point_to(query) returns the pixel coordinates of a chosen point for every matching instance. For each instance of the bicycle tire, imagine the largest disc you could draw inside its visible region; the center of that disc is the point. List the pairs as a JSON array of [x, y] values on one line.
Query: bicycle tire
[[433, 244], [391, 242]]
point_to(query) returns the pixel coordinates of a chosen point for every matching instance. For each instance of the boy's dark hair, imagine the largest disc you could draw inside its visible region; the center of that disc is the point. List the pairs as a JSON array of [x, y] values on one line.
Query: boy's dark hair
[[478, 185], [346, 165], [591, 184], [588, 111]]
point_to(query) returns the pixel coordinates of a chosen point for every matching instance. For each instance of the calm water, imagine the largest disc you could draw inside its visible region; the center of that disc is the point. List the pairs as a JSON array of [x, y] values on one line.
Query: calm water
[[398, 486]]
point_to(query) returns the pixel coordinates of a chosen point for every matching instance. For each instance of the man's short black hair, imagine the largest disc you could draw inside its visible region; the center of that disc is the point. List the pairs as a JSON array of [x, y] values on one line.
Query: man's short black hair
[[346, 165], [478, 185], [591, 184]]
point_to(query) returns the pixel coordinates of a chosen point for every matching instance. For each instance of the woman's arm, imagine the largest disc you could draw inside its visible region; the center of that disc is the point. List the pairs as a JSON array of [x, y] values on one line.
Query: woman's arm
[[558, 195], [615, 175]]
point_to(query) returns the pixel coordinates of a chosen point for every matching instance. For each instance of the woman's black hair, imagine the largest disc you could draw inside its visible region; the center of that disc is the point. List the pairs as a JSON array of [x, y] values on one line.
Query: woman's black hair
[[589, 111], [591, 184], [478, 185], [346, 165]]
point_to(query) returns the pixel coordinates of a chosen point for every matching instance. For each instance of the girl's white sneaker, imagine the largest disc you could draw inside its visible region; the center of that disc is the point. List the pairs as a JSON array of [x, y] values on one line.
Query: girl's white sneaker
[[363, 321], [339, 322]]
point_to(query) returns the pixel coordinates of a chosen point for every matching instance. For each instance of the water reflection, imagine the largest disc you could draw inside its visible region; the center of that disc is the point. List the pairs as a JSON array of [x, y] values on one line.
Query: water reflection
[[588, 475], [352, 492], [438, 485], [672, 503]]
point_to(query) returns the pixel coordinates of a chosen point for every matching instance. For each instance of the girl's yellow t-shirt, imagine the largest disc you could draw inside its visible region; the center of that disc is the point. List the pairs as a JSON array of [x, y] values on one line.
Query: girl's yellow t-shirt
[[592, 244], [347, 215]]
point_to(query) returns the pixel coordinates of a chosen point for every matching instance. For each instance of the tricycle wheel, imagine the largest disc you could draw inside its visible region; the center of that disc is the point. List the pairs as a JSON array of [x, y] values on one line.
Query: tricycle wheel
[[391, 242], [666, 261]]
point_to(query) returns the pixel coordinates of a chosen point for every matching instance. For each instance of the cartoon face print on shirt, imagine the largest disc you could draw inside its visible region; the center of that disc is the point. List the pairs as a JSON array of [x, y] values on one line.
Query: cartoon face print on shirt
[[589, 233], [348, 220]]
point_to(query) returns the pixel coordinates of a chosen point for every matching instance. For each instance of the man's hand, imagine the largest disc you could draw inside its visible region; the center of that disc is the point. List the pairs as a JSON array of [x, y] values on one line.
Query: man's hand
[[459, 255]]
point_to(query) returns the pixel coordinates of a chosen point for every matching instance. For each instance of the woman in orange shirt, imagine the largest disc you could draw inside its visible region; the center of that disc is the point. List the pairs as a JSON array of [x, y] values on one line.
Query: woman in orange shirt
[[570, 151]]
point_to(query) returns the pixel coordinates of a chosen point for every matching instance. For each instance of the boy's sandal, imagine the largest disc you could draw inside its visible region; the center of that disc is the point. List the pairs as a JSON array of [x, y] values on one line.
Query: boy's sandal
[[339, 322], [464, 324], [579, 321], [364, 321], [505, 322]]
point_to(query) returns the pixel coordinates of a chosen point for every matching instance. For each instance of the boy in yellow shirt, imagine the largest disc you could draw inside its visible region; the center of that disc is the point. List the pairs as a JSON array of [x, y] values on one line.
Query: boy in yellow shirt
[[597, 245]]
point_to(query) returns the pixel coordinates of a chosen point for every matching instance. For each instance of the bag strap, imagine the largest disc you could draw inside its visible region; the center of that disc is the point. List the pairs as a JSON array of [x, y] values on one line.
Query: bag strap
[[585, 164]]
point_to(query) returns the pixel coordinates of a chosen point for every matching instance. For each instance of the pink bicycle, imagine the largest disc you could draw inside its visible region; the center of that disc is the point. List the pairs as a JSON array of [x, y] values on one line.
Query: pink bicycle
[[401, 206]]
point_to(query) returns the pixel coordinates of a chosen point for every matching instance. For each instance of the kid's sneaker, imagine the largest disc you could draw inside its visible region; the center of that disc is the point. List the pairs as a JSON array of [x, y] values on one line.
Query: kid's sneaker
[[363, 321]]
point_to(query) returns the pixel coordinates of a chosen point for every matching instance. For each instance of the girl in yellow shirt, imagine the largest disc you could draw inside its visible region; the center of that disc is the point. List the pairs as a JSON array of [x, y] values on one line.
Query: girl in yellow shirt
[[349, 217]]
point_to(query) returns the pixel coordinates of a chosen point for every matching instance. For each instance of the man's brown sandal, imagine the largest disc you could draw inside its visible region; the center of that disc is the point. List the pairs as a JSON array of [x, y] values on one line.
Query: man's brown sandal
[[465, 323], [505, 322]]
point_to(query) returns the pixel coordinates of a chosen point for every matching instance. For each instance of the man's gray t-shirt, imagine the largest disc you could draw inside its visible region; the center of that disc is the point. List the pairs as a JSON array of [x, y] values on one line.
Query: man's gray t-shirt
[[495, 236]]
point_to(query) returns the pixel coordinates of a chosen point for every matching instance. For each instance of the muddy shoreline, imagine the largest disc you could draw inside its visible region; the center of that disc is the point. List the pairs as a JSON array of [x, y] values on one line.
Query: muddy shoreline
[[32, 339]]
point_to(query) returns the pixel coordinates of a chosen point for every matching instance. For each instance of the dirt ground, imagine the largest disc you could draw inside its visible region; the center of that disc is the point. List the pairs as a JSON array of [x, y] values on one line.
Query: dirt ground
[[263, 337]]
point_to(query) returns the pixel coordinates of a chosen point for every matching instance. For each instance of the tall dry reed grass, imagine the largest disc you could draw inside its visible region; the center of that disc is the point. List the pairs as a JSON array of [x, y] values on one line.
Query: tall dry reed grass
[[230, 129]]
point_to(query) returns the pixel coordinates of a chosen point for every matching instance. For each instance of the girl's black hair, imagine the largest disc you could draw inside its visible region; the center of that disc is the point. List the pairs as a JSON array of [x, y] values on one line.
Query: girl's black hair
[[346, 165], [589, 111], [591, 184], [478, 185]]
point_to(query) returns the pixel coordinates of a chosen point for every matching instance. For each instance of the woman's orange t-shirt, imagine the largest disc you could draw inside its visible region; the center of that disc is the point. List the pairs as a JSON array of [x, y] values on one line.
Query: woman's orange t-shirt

::::

TASK DIRECTIONS:
Reproduce the rows above without any change, covering everything from the line containing "of the cartoon" down to the line containing "[[570, 151]]", with both of those lines included.

THE RESPONSE:
point_to(query) returns the pixel coordinates of a chosen point for every matching instance. For each instance of the cartoon face print on shirt, imagine the largest disc you could draw inside its visible region; the center of that disc is the point. List the pairs as a JSON array of [x, y] values on one line.
Query: cartoon face print on shirt
[[589, 233], [348, 220]]
point_to(query) returns the pixel coordinates of a chosen point for every matching instance. For each instance of the man's hand, imagine the largest disc you could draw inside its visible region; the center of that disc is the point. List the pairs as a JSON array of [x, y] values on one line.
Query: man's hand
[[459, 255]]
point_to(query) returns the pixel coordinates of a chosen point for every matching instance. For each instance of the woman in orange shirt, imagine the largest disc you could draw inside its visible region; the center of that disc is the point. List the pairs as a JSON array of [x, y] values on one line.
Query: woman in orange shirt
[[570, 151]]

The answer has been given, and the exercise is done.